__Description of the task__
Give all of the lines below again, swapping every "expected layout" for "required format" and keeping everything else unchanged. Leave the pictures out.

__Material supplied__
"""

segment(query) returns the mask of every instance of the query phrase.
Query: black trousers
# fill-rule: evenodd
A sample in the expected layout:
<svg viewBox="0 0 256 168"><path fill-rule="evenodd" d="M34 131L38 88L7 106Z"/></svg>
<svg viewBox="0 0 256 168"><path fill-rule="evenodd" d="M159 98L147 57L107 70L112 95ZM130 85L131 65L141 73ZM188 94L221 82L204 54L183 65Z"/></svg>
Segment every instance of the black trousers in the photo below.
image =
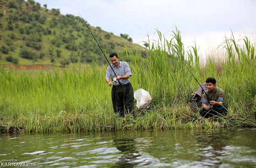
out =
<svg viewBox="0 0 256 168"><path fill-rule="evenodd" d="M114 111L121 117L125 112L132 113L134 109L134 97L132 84L129 82L125 85L113 85L111 97Z"/></svg>
<svg viewBox="0 0 256 168"><path fill-rule="evenodd" d="M200 115L205 118L225 115L228 112L227 108L226 106L224 108L222 106L214 106L212 110L207 111L202 107L199 111L199 112Z"/></svg>

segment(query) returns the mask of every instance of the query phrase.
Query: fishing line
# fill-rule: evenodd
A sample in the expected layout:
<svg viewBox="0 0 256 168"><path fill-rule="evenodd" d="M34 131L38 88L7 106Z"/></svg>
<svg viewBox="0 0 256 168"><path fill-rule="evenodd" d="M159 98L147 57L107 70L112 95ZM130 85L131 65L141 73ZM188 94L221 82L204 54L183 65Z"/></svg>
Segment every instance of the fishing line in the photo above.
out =
<svg viewBox="0 0 256 168"><path fill-rule="evenodd" d="M79 15L80 15L80 17L81 17L81 18L83 20L84 24L85 24L85 25L86 25L86 27L87 27L87 28L88 28L88 30L89 30L89 31L90 31L90 33L91 33L91 34L92 35L92 36L93 36L93 37L94 38L94 39L95 41L96 42L96 43L97 43L97 44L98 45L98 46L99 46L99 48L100 48L100 49L101 49L101 52L102 53L102 54L103 54L104 55L104 56L105 57L105 58L106 58L106 60L107 60L107 61L108 62L108 64L109 65L109 67L110 67L110 68L111 68L111 69L112 70L112 71L113 71L114 74L115 74L115 78L114 78L113 79L113 81L118 81L119 82L119 83L120 84L120 85L121 85L121 83L120 83L120 81L119 81L119 80L117 80L117 75L116 75L116 74L115 74L115 72L112 67L111 67L111 65L110 65L110 63L109 63L109 62L108 61L108 58L107 58L107 56L106 56L106 55L105 55L103 51L102 50L102 49L101 49L101 46L100 46L100 44L99 44L99 43L98 43L98 42L97 41L97 40L96 39L96 38L95 38L95 37L94 37L93 33L92 32L92 31L91 31L91 30L90 29L90 28L89 28L89 27L88 26L88 25L87 25L87 24L86 24L86 22L85 21L85 20L84 20L84 19L83 19L83 17L82 17L82 16L81 16L81 14L80 14L80 13L79 13Z"/></svg>
<svg viewBox="0 0 256 168"><path fill-rule="evenodd" d="M78 30L78 17L77 17L77 25L76 25L76 35L75 35L75 38L74 39L74 50L73 50L73 55L72 56L72 57L71 57L71 60L72 61L74 61L74 50L75 50L75 44L76 44L76 39L77 38L77 30Z"/></svg>

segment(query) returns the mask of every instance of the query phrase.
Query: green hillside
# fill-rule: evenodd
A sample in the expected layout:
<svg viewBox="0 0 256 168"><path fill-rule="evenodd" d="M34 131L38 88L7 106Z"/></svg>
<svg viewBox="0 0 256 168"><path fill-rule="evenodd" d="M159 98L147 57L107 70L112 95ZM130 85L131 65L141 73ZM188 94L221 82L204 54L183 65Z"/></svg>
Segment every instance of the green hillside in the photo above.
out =
<svg viewBox="0 0 256 168"><path fill-rule="evenodd" d="M65 65L105 61L79 17L63 15L59 9L42 6L33 0L0 0L0 64ZM125 46L128 51L147 54L147 49L132 43L126 34L120 37L100 27L90 28L107 54L121 54Z"/></svg>

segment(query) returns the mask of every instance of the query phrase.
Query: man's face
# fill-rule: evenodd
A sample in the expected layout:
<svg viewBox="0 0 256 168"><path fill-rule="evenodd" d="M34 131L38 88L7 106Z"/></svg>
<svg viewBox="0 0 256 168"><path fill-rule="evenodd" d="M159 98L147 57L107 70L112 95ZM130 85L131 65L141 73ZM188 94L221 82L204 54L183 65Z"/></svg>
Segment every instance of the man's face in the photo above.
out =
<svg viewBox="0 0 256 168"><path fill-rule="evenodd" d="M116 58L116 56L110 57L110 60L111 60L111 62L116 67L118 66L119 64L119 59Z"/></svg>
<svg viewBox="0 0 256 168"><path fill-rule="evenodd" d="M209 82L206 83L207 84L207 88L210 91L213 91L215 89L215 87L216 87L216 83L214 85L211 82Z"/></svg>

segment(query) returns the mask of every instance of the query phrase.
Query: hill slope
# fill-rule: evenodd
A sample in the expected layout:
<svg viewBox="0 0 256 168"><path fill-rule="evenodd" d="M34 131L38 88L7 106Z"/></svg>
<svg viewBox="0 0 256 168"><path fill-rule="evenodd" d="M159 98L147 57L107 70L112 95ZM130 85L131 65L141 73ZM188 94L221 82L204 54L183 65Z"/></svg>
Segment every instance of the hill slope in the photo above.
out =
<svg viewBox="0 0 256 168"><path fill-rule="evenodd" d="M105 61L80 17L61 15L60 9L48 10L46 5L44 8L33 0L0 0L0 63L65 66ZM121 37L99 27L90 28L107 54L121 53L125 45L130 51L147 53L125 34Z"/></svg>

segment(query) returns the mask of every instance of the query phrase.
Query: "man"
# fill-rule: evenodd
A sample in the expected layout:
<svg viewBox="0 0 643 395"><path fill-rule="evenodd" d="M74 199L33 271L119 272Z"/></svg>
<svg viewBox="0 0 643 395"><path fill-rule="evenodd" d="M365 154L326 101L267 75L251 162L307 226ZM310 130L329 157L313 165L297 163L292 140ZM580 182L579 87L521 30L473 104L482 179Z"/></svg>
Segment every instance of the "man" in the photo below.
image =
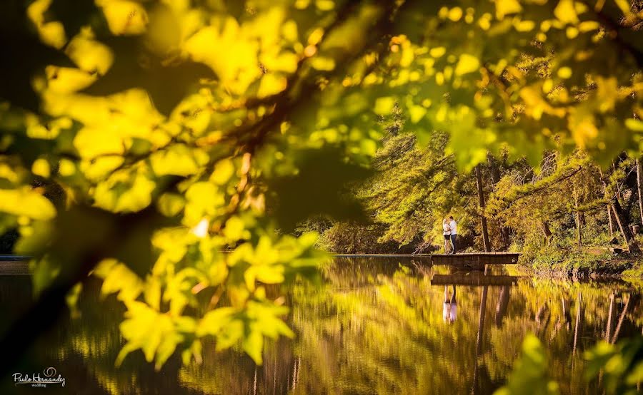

"""

__Task output__
segment(query) returns the mask of every instance of the query phrase.
Query: black trousers
# fill-rule: evenodd
A sample in the required format:
<svg viewBox="0 0 256 168"><path fill-rule="evenodd" d="M34 131L38 88L7 106Z"/></svg>
<svg viewBox="0 0 256 168"><path fill-rule="evenodd" d="M159 98L147 57L107 70L112 95ZM130 85L131 65L141 73ZM188 94L221 82L204 54L183 65Z"/></svg>
Segment every instance of the black trousers in the photo below.
image =
out =
<svg viewBox="0 0 256 168"><path fill-rule="evenodd" d="M114 111L121 117L125 112L132 113L134 109L134 97L132 84L129 82L125 85L113 85L111 97Z"/></svg>
<svg viewBox="0 0 256 168"><path fill-rule="evenodd" d="M200 115L205 118L225 115L228 112L227 108L226 106L224 108L222 106L214 106L212 110L207 111L202 107L199 111L199 112Z"/></svg>

segment(query) returns the mask of every instance of the query phrase.
Query: fishing line
# fill-rule: evenodd
A sample in the required format:
<svg viewBox="0 0 256 168"><path fill-rule="evenodd" d="M34 131L38 88L7 106Z"/></svg>
<svg viewBox="0 0 256 168"><path fill-rule="evenodd" d="M159 98L147 57L107 70L112 95ZM130 85L131 65L141 73ZM188 94L221 82L204 54L183 65Z"/></svg>
Segment every instance of the fishing line in the photo above.
out =
<svg viewBox="0 0 256 168"><path fill-rule="evenodd" d="M79 15L80 15L80 17L81 17L81 18L83 20L84 24L85 24L85 25L86 25L86 27L87 27L87 28L88 28L88 30L89 30L89 31L90 31L90 33L91 33L91 34L92 35L92 36L93 36L93 37L94 38L94 39L95 41L96 42L96 43L97 43L97 44L98 45L98 46L99 46L99 48L100 48L100 49L101 49L101 52L102 53L102 54L103 54L104 55L104 56L105 57L105 58L106 58L106 60L107 60L107 61L108 62L108 64L109 65L109 67L110 67L110 68L111 68L111 69L112 70L112 71L113 71L114 74L115 74L115 78L114 78L113 79L113 81L118 81L119 82L119 83L120 84L120 85L121 85L121 83L120 83L120 81L119 81L119 80L117 80L117 75L116 75L116 74L115 74L115 72L112 67L111 67L111 65L110 65L110 63L109 63L109 62L108 61L108 58L107 58L107 56L106 56L106 55L105 55L103 51L102 50L102 49L101 49L101 46L100 46L100 44L99 44L99 43L98 43L98 42L97 41L97 40L96 39L96 38L95 38L95 37L94 37L93 33L92 32L92 31L91 31L91 30L90 29L90 28L89 28L89 27L88 26L88 25L87 25L87 24L86 24L86 22L85 21L85 20L84 20L84 19L83 19L83 17L82 17L82 16L81 16L81 14L80 14L80 13L79 13Z"/></svg>
<svg viewBox="0 0 256 168"><path fill-rule="evenodd" d="M78 30L78 17L77 17L77 25L76 25L76 35L75 35L75 38L74 39L74 50L73 50L73 55L72 56L72 57L71 57L71 60L72 61L74 61L74 50L75 50L75 44L76 44L76 39L77 38L77 30Z"/></svg>

segment(query) returns the mask of every instance of the query phrase.
Query: green hillside
# fill-rule: evenodd
A sample in the required format:
<svg viewBox="0 0 256 168"><path fill-rule="evenodd" d="M34 131L38 88L7 106Z"/></svg>
<svg viewBox="0 0 256 168"><path fill-rule="evenodd" d="M159 98L147 57L107 70L112 95ZM130 85L131 65L141 73ZM188 94L221 82L204 54L183 65Z"/></svg>
Segment every instance of the green hillside in the photo above.
out =
<svg viewBox="0 0 256 168"><path fill-rule="evenodd" d="M65 65L105 61L79 17L63 15L59 9L42 6L33 0L0 0L0 64ZM125 46L128 51L147 54L147 49L132 43L126 34L120 37L100 27L90 28L107 54L121 54Z"/></svg>

segment(query) returns the mask of every instance of the query phrase.
Query: man's face
# fill-rule: evenodd
A sample in the required format:
<svg viewBox="0 0 256 168"><path fill-rule="evenodd" d="M34 131L38 88L7 106Z"/></svg>
<svg viewBox="0 0 256 168"><path fill-rule="evenodd" d="M159 98L147 57L107 70L112 95ZM130 85L131 65L141 73ZM188 94L221 82L204 54L183 65Z"/></svg>
Segment every instance of the man's face in the photo above.
out =
<svg viewBox="0 0 256 168"><path fill-rule="evenodd" d="M116 58L116 56L110 57L110 60L111 60L111 62L116 67L118 66L119 64L119 59Z"/></svg>
<svg viewBox="0 0 256 168"><path fill-rule="evenodd" d="M209 82L206 83L207 84L207 88L210 91L213 91L215 89L215 87L216 87L216 83L214 85L211 82Z"/></svg>

segment(query) returns the mask of every instance of the query phrase.
Query: hill slope
# fill-rule: evenodd
A sample in the required format:
<svg viewBox="0 0 256 168"><path fill-rule="evenodd" d="M34 131L38 88L7 106Z"/></svg>
<svg viewBox="0 0 256 168"><path fill-rule="evenodd" d="M159 98L147 57L107 70L112 95ZM130 85L131 65L141 73ZM188 94L221 82L204 54L183 65Z"/></svg>
Segment every instance of the hill slope in the photo above.
out =
<svg viewBox="0 0 256 168"><path fill-rule="evenodd" d="M105 61L80 17L61 15L60 9L48 10L46 5L44 8L33 0L0 0L0 63L65 66ZM121 37L99 27L90 28L107 54L121 53L125 45L130 51L147 53L125 34Z"/></svg>

segment(query) returns the mask of every instance of the query phrase.
Query: "man"
# fill-rule: evenodd
A sample in the required format:
<svg viewBox="0 0 643 395"><path fill-rule="evenodd" d="M74 199L33 271L119 272Z"/></svg>
<svg viewBox="0 0 643 395"><path fill-rule="evenodd" d="M365 154L326 101L267 75L251 162L307 226ZM310 130L329 157L313 165L297 163L292 140ZM580 182L579 87L521 30L473 104L482 179Z"/></svg>
Segment every instance of the "man" in the photo below.
image =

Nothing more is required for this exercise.